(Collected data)
###

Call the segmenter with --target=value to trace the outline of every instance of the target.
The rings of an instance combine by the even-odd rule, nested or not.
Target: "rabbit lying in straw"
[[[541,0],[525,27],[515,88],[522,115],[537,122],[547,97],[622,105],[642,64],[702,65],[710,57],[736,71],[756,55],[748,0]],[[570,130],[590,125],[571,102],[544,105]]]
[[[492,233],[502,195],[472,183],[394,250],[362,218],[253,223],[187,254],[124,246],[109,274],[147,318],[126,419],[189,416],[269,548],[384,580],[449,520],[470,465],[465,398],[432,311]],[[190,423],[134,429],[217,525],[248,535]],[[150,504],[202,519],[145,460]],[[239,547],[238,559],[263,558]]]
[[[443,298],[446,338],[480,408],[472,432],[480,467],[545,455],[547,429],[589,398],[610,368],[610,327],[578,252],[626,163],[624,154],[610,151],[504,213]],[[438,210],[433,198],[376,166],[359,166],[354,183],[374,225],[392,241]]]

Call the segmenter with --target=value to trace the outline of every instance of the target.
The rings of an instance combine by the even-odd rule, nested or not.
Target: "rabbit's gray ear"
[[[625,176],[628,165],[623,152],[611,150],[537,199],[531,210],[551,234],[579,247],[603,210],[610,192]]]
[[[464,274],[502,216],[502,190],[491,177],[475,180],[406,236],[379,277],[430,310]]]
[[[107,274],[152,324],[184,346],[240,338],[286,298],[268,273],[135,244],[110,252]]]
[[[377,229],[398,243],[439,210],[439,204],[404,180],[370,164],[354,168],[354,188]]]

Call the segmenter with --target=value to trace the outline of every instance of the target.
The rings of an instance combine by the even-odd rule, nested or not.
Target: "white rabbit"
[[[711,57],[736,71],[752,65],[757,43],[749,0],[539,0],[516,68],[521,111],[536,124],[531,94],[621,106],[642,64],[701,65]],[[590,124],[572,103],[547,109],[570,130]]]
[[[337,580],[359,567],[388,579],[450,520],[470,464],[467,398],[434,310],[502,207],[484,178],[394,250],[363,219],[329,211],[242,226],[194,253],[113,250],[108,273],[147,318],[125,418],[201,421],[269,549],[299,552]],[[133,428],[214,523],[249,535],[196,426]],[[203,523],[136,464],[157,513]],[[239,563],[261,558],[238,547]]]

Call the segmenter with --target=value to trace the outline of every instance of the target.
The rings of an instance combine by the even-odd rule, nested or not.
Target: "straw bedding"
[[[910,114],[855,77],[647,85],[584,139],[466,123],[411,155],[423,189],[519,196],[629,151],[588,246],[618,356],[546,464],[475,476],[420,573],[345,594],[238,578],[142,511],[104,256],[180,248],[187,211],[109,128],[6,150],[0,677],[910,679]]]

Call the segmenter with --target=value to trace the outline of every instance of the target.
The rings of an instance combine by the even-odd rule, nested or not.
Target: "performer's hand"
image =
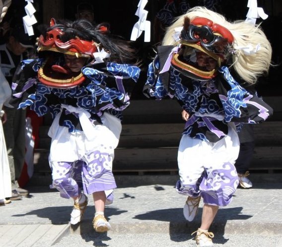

###

#### EXERCISE
Identify each line of the data above that contains the string "straw", matching case exactly, and copy those lines in full.

#### SOLVED PROBLEM
Target: "rabbit lying in straw"
Target: "straw bedding"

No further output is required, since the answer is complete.